*** DOCUMENT EXTRACT ***
Zhejiang University: Leaving a lasting legacy in Zunyi

Faisal Kidwai(chinadaily.com.cn) | Updated: 2016-09-12 10:47

Zhejiang University: Leaving a lasting legacy in Zunyi

A lifelike statue of Chancellor Zhu Kezhen, also known as Coching Chu, at the old campus of Zhejiang University in Zunyi, Guizhou province, southwestern China. Photo taken on Sept 7, 2016. [Photo by Faisal Kidwai/chinadaily.com.cn]

In the mornings he went to classes, in the evenings he hung out with friends. He was happy and content, but more than that he was proud that he was attending a university that had a colorful culture and an intellectually stimulating atmosphere.

He had no idea that not only his life but that of everybody at the university was about to change forever.

The year was 1937. The place Hangzhou. The university Zhejiang. And the student: A nameless figure.

In the winter of that year, the Japanese forces after capturing Nanjing, the then-capital of China, moved southward, killing, raping and bombing towns and villages, and began marching toward Hangzhou.

The authorities knew that the only way to escape the relentless and indiscriminate bombing was to move the whole university, dubbed the "Oriental Cambridge" by British scholar Joseph Needham, to a safer place. Thus began the great exodus.

Nearly all the students, faculty members and others gathered whatever they could and left the campus for a journey that would take them through several cities and provinces, largely by foot, before finally reaching Zunyi in Guizhou province, southwestern China, a place that would be their home for the next seven years, until the withdrawal of Japanese forces from the country.

Traveling through mountains, rivers and forests is tough even now, especially by foot, so imagine the difficulty they would have faced 80 years ago when the whole region was undeveloped. They not only battled the harsh terrain, diseases, hunger and constant fear of Japanese bombardment, but also carried with them thousands of books, equipment and specimens.
*** End of DOCUMENT EXTRACT ***
*** INPUT DATA ***
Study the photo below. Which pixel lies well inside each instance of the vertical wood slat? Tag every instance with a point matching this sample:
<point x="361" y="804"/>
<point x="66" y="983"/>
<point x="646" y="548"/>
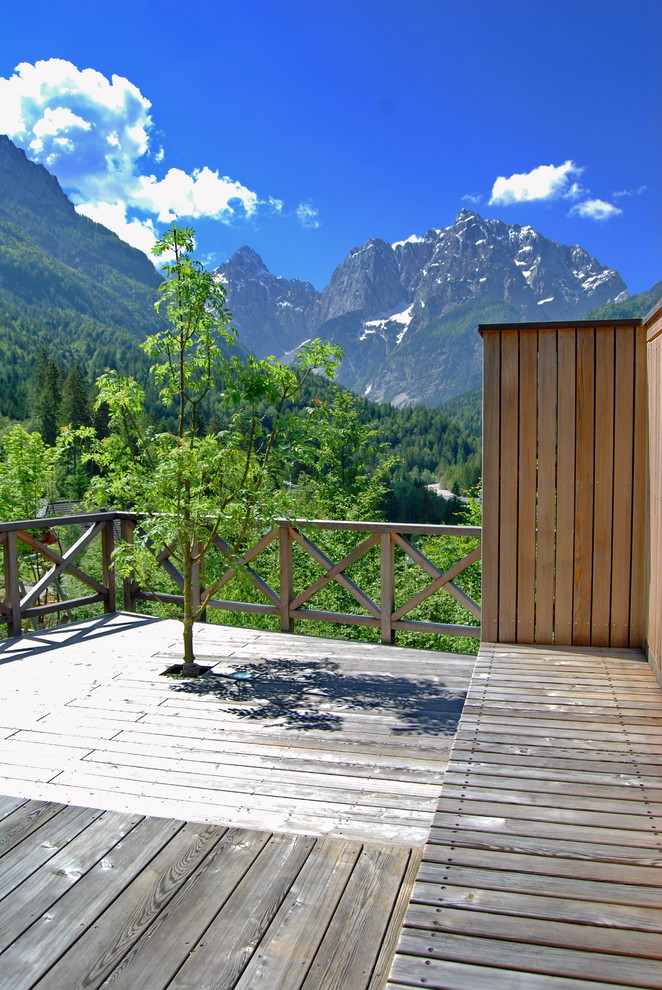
*** End of INPUT DATA ***
→ WORK INSTRUCTIONS
**1.** Rewrite the paragraph of the Zhejiang University article that starts "Nearly all the students" in fewer words, keeping its main facts.
**2.** Supply the next part of the Zhejiang University article, picking up after its last sentence.
The data come from a different source than the text.

→ RESULTS
**1.** Almost everyone at the university took what they could and left the campus. Mostly on foot, they passed through several cities and provinces before reaching Zunyi in Guizhou province, southwestern China. Zunyi was their home for the next seven years, until Japanese forces withdrew from the country.

**2.**
What's even more remarkable is that during the period the university did not shut down. The teachers held classes wherever they could – temples, homes and town halls.

To understand their sheer audacity and resilience, the place to visit is the old campus of Zhejiang University in Zunyi. The well-kept building houses, handwritten letters, photos and other historical records that tell the tales of bravery and suffering.

One person who stands out is Chancellor Zhu Kezhen, also known as Coching Chu. Zhu, who earned a doctorate from Harvard, kept the university going despite the unimaginable challenges and turned it into one the best in the country. Even today, the university which traces its roots to 1897, making it one of the earliest higher learning institutions in the nation, remains a sought-after.

As if the problems were not enough, Zhu also suffered personal blows when his wife and second son fell ill and died in 1938.

Under his chancellorship the university donated property and equipment to Zunyi before it moved back to Hangzhou, thus leaving a lasting legacy.